◆ **Exercise aim**:
Where a line below has the string "window" in it, include it in the count, and give that count alone.

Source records
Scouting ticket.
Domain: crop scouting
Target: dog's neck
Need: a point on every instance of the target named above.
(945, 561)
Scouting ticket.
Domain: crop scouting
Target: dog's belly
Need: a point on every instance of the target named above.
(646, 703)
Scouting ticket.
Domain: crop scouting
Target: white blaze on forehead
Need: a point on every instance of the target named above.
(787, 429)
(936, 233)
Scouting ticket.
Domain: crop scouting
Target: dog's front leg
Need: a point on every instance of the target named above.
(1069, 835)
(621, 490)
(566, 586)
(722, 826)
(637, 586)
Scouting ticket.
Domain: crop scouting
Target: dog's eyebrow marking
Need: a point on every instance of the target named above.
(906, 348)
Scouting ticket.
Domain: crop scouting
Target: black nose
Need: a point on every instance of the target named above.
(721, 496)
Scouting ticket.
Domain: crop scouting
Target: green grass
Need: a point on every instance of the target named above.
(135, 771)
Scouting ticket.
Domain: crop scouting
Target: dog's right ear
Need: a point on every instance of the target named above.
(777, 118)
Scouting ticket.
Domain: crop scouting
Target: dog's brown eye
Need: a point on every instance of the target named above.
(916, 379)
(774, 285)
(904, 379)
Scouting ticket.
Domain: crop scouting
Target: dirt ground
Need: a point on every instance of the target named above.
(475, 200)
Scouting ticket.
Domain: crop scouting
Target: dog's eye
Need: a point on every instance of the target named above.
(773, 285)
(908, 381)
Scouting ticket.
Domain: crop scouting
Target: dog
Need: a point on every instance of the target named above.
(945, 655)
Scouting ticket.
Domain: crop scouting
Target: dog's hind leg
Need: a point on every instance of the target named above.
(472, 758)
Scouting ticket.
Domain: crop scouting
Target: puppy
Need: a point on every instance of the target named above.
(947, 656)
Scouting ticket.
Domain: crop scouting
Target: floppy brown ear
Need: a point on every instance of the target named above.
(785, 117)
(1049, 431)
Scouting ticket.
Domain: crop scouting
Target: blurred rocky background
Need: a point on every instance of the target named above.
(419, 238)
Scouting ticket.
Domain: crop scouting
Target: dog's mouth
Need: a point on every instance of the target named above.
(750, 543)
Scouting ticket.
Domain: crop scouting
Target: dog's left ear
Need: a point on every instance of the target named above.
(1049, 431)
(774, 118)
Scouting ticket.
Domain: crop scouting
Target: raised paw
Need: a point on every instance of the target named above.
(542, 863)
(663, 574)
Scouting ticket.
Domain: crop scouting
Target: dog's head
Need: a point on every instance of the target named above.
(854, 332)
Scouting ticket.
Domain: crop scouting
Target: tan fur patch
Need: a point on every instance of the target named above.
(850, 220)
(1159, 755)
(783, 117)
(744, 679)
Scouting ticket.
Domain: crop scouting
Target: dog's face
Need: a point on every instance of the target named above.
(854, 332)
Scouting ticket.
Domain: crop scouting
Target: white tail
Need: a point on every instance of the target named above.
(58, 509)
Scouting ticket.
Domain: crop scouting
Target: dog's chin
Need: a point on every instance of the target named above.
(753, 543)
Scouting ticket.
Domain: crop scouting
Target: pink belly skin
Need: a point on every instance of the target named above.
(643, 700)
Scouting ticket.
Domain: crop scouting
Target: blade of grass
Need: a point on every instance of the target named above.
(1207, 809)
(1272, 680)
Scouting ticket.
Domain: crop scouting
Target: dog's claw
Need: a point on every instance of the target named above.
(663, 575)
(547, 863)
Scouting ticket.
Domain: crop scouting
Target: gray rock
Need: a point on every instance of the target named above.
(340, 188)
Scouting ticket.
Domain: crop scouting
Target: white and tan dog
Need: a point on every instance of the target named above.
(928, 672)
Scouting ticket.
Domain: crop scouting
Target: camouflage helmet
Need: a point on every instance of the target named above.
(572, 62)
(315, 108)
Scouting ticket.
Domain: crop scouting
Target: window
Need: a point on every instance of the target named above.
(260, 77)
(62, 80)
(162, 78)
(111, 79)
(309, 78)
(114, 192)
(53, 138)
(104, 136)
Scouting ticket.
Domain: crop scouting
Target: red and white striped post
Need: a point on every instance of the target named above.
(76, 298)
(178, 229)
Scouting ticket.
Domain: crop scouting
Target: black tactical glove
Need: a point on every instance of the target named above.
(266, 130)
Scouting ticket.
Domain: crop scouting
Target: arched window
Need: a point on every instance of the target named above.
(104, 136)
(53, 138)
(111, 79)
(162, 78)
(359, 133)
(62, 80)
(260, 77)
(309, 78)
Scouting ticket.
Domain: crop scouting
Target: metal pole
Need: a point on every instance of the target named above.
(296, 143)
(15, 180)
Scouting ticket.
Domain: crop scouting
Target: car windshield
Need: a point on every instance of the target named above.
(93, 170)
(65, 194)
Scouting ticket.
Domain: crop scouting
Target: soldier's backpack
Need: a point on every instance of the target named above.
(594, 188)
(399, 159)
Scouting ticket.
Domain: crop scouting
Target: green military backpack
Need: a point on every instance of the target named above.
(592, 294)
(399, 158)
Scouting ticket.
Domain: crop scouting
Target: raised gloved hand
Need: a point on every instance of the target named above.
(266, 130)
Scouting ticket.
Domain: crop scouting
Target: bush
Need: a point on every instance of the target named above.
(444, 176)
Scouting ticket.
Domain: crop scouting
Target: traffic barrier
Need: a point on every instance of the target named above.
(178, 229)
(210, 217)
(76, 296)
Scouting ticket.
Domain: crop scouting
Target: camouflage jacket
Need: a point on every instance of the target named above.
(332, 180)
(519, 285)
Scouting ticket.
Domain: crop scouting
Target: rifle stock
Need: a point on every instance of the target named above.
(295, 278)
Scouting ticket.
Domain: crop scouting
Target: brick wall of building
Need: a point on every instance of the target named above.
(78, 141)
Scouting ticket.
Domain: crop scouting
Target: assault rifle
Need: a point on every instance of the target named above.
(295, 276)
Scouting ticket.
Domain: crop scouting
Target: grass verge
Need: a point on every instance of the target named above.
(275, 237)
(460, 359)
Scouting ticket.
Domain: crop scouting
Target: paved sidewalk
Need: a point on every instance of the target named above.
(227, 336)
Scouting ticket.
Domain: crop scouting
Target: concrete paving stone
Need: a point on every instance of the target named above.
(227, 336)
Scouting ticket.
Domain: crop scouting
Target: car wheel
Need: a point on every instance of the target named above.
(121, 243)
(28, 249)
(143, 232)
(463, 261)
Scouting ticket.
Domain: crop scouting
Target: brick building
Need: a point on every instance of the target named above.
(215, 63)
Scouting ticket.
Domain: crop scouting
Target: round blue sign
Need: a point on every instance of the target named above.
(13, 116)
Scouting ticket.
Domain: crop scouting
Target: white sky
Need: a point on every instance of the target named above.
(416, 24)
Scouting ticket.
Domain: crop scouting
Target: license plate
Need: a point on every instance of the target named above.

◆ **Your response**:
2